> [WAT TE DOEN]
A. Selecteer elke regel uit de records waarin de tekenreeks "camera" voorkomt en kopieer die regels; hoofdletters en kleine letters tellen mee.
B. Zet alsjeblieft de tekst over reclamerecht voort, te beginnen na de laatste zin.

> [AANGELEVERDE TEKST]
########

INLEIDEND
Zowel consumenten als concurrenten hebben recht op eerlijke reclame, maar laatstgenoemden hebben ook wel baat bij oneerlijke reclame. Vergelijkingen met concurrenten zijn, zeker sinds de zogenaamde supermarkt-oorlog, niet meer weg te denken van televisie. Zulke (prijs)vergelijkingsreclames kunnen heel effectief zijn. Vooral voor een nieuwkomer die zich wil afzetten tegen bekende spelers op de markt is vergelijkende reclame goed bruikbaar, omdat je met relatief lage investeringen kunt meeliften op de bekendheid van een gevestigd merk.
Aan de andere kant kunnen dergelijke reclames juist de naamsbekendheid van je concurrent vergroten. Maar let vooral ook op de juridische haken en ogen van reclame maken. Het is in veel gevallen verstandig om je reclame-uiting vooraf aan een specialist voor te leggen, zodat bezien kan worden of deze zich binnen de grenzen van het toelaatbare bevindt.
Het reclamerecht is een rechtsgebied dat een behoorlijk gecompliceerde aanblik geeft vanwege de stroom Europese en Nederlandse wetgeving die weer gepaard gaat met een flinke hoeveelheid jurisprudentie.
Sinds een aantal jaren is het (uiteraard onder bepaalde voorwaarden) toegestaan om in reclame de naam van je concurrent of zijn producten te noemen. Reden daarvoor is dat consumenten gebaat zijn bij een objectieve, rationele voorlichting en vergelijking tussen aangeboden goederen en diensten. Daardoor wordt de consument in staat gesteld een weloverwogen keuze te maken tussen een steeds gevarieerder aanbod. Uitgangspunt is dus vergelijkings- en concurrentievrijheid.
Vooral door deze wetswijziging is de Nederlandse reclamemarkt behoorlijk veranderd en sindsdien worden de grenzen van het toelaatbare steeds vaker opgezocht. Waar ligt de grens precies en wat zijn de consequenties als je te ver gaat?
In dit artikel bespreekt Maaike Rammeloo-Grondman, voorheen advocaat en sinds 1 april jl. werkzaam als Legal Counsel Intellectual Property bij Shieldmark.Zacco, een juridisch adviesbureau dat bedrijven adviseert bij de bescherming van hun intellectuele eigendom, zoals merken, modellen en octrooien (www.shieldmarkzacco.nl), de definities en de voorwaarden waaraan je moet voldoen, aan de hand van een aantal recente voorbeelden uit de jurisprudentie. Ook wordt ingegaan op de sancties.
DEFINITIES
Misleidende reclame
Misleidende reclame wordt in het Nederlandse recht geregeld in artikel 6:194 Burgerlijk Wetboek (BW). Het is een uitwerking van het begrip “onrechtmatige daad”. In het artikel wordt gesproken van “misleidende mededelingen”. Dit is een erg ruim begrip en omvat niet alleen schriftelijke maar ook mondelinge mededelingen, zelfs afbeeldingen! Eigenlijk kun je wel stellen dat het gaat om elke willekeurige bedrijfsmatige openbare uiting. En die uiting hoeft helemaal niet specifiek gericht te zijn op het bevorderen van afzet voor je producten. Wat je intentie is als adverteerder blijkt in een juridische procedure vaak bijzaak. Het is enkel van belang hoe het relevante publiek de uitingen opvat.

########

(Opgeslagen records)

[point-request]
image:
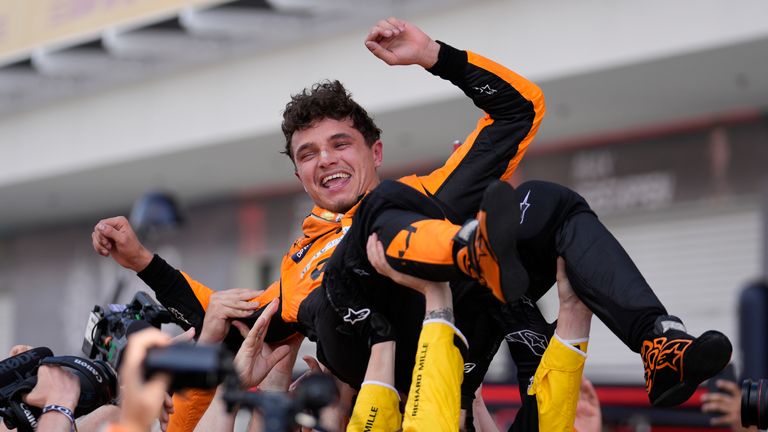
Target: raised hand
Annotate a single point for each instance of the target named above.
(223, 307)
(252, 362)
(398, 42)
(115, 237)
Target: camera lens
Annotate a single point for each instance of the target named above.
(754, 403)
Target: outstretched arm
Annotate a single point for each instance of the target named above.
(514, 108)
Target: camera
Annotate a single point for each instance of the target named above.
(106, 332)
(18, 376)
(191, 366)
(281, 412)
(754, 403)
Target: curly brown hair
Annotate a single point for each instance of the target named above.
(326, 99)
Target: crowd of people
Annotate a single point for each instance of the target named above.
(409, 286)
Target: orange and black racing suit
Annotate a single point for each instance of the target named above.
(514, 108)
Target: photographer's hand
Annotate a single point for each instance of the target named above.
(115, 237)
(727, 403)
(222, 308)
(251, 361)
(142, 401)
(279, 378)
(55, 386)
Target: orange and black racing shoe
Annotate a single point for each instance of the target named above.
(676, 362)
(489, 244)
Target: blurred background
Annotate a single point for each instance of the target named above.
(656, 114)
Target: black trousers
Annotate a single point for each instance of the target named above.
(555, 221)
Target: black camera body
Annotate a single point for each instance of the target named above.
(754, 403)
(106, 333)
(191, 366)
(282, 412)
(18, 376)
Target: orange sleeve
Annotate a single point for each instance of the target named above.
(189, 407)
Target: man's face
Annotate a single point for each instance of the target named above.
(334, 164)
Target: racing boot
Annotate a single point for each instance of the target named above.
(676, 362)
(487, 244)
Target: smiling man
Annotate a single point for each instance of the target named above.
(458, 223)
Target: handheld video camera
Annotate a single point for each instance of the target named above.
(106, 333)
(754, 403)
(282, 412)
(18, 376)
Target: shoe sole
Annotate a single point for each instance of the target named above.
(712, 346)
(502, 221)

########

> [REACTIES OP OPDRACHTEN]
A.
Target: camera lens
Target: camera
Target: black camera body
Target: handheld video camera

B.
Wat je precies onder “misleiding” moet verstaan zegt de wet niet heel concreet. En dat is ook wel begrijpelijk, want of er sprake is van misleiding hangt af van de “feiten en omstandigheden van elk specifiek geval” zoals dat in vakjargon heet. Waar het op neerkomt is dat de uiting geen verkeerde indruk mag wekken bij het publiek. Factoren die hierbij meespelen zijn de doelgroep (het publiek), het (communicatie)medium, het (gangbare) taalgebruik, en een aantal zogeheten ervaringsregels, zoals de stelregel dat aan reclame een zekere mate van overdrijving eigen is. Dat de boel vaak flink wordt aangedikt en mooier voorgesteld, dat weet de consument wel en daar kan hij in de meeste gevallen doorheen prikken. Maar in de praktijk valt op dat het vaak lastig is te bepalen waar de grens ligt tussen het wel of niet kunnen onderkennen van de overdrijving.
Misleiding kent vele verschijningsvormen. De meest voorkomende zijn uitingen die onwaar, onvolledig of suggestief zijn. De vraag of een uiting onwaar is, is meestal makkelijker te beoordelen dan de vraag of deze onvolledig of suggestief is. En die laatste twee categorieën leveren in praktijk dan ook de meeste discussie, ruzie en rechtszaken op.
Een goed voorbeeld van suggestieve misleidende reclame is de zaak die speelde tussen twee opticiens. In de tv-commercial loopt een man de Pearle binnen en haalt alle monturen van de rekken waar “50% korting” op staat leeg, rekent af, stopt alles in zijn bestelbus, doet de deuren dicht en je ziet de tekst “Hans Anders Opticiens” en een stem zegt: “wie profiteert er niet van de uitverkoop van de eeuw… alleen bij Pearle natuurlijk!”. De rechter vindt kortgezegd dat Pearle hiermee suggereert dat alle prijzen van diens afgeprijsde monturen lager liggen dan de inkoopprijs van Hans Anders, en dit is misleidend.
Het is overigens niet zo dat elke onware uiting per definitie misleidend is! Zoals vermeld worden zeer overdreven uitingen als “Gilette, the best a man can get”, “Miele, er is geen betere”, “Europa’s beste” en “the strongest ever” (de zogeheten holle superlatiefreclames) door het publiek echt wel herkend als duidelijk overdreven en niet op waarheid berustend. En dan is je reclame niet misleidend.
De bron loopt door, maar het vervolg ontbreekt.